Oleh : Dr. Alfiandri, S.Sos., M.Si
(Dosen Ilmu Administrasi Negara FISIP Universitas Maritim Raja Ali Haji)
Sesuai data Badan Informasi Geospasial (BIG) dan Kementerian Kelautan dan Perikanan (KKP), Kepulauan Riau terdiri dari 2.408 pulau. Banyak di antaranya merupakan pulau kecil dan terluar yang berbatasan langsung dengan negara lain seperti Malaysia, Singapura, dan Vietnam. Letaknya yang strategis di jalur pelayaran internasional seperti Selat Malaka dan Selat Singapura menjadikan wilayah ini penting dalam konteks pertahanan dan keamanan nasional, selain itu pula sebagai titik vital dalam menjaga integritas teritorial, kepentingan ekonomi, dan stabilitas politik kawasan.
Karakteristik geografis tersebut juga menyebabkan tingginya tingkat kerawanan. Beberapa bentuk kerawanan yang tercatat meliputi; pelanggaran wilayah laut oleh kapal asing (illegal fishing dan illegal transshipment), penyelundupan barang-barang ilegal seperti narkotika dan bahan bakar, perdagangan orang (human trafficking) dan migran ilegal, kerentanan terhadap pengaruh budaya dan ekonomi lintas negara yang dapat mengaburkan identitas kebangsaan masyarakat setempat.
Dalam perspektif fenomenologi konflik permanen (permanent conflict phenomenology), kondisi ini mencerminkan bahwa wilayah perbatasan yang tidak pernah sepenuhnya bebas dari konflik. Ketegangan tidak hanya hadir secara fisik atau militer, tetapi juga secara simbolik dan struktural yang mencakup aspek identitas, legitimasi kedaulatan, hingga akses terhadap sumber daya. Di Kepulauan Riau, ketegangan ini bersifat berulang dan dapat menjadi laten jika tidak ditangani melalui pendekatan kebijakan dan pertahanan yang menyeluruh.

Cuplikan data wilayah berlabel

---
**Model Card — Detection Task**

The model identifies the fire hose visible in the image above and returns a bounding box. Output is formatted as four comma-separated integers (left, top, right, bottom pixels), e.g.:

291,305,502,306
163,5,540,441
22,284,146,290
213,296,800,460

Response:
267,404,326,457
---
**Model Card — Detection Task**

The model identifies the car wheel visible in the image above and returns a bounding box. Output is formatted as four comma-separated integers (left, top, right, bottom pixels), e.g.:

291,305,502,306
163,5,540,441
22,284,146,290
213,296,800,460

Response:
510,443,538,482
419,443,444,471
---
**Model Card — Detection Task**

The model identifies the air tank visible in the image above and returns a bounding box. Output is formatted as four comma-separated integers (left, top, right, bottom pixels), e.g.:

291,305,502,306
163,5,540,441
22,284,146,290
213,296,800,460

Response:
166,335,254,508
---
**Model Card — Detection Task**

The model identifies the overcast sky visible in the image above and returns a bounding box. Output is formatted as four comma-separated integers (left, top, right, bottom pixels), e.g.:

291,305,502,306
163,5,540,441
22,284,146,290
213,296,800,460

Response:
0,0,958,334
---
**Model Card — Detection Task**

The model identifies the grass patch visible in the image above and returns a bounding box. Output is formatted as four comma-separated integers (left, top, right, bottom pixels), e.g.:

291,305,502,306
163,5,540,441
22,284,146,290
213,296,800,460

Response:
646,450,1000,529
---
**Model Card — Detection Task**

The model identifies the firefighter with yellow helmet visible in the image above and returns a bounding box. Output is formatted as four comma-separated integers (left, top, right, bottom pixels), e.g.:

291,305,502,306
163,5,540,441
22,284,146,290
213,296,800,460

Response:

Persyaratan -
- 1) Menurut kutipan tentang Kepulauan Riau, berapa jumlah pulau di provinsi itu?
- 2) Tulis ulang bagian kutipan tentang Kepulauan Riau yang diawali kata-kata "Oleh : Dr. Alfiandri, S.Sos., M.Si" dan diakhiri "stabilitas politik kawasan.", dengan menukar "Selat Malaka" menjadi "Laut Natuna".

Daftar Jawaban -
- 1) Kepulauan Riau terdiri dari 2.408 pulau.

- 2)
Oleh : Dr. Alfiandri, S.Sos., M.Si
(Dosen Ilmu Administrasi Negara FISIP Universitas Maritim Raja Ali Haji)
Sesuai data Badan Informasi Geospasial (BIG) dan Kementerian Kelautan dan Perikanan (KKP), Kepulauan Riau terdiri dari 2.408 pulau. Banyak di antaranya merupakan pulau kecil dan terluar yang berbatasan langsung dengan negara lain seperti Malaysia, Singapura, dan Vietnam. Letaknya yang strategis di jalur pelayaran internasional seperti Laut Natuna dan Selat Singapura menjadikan wilayah ini penting dalam konteks pertahanan dan keamanan nasional, selain itu pula sebagai titik vital dalam menjaga integritas teritorial, kepentingan ekonomi, dan stabilitas politik kawasan.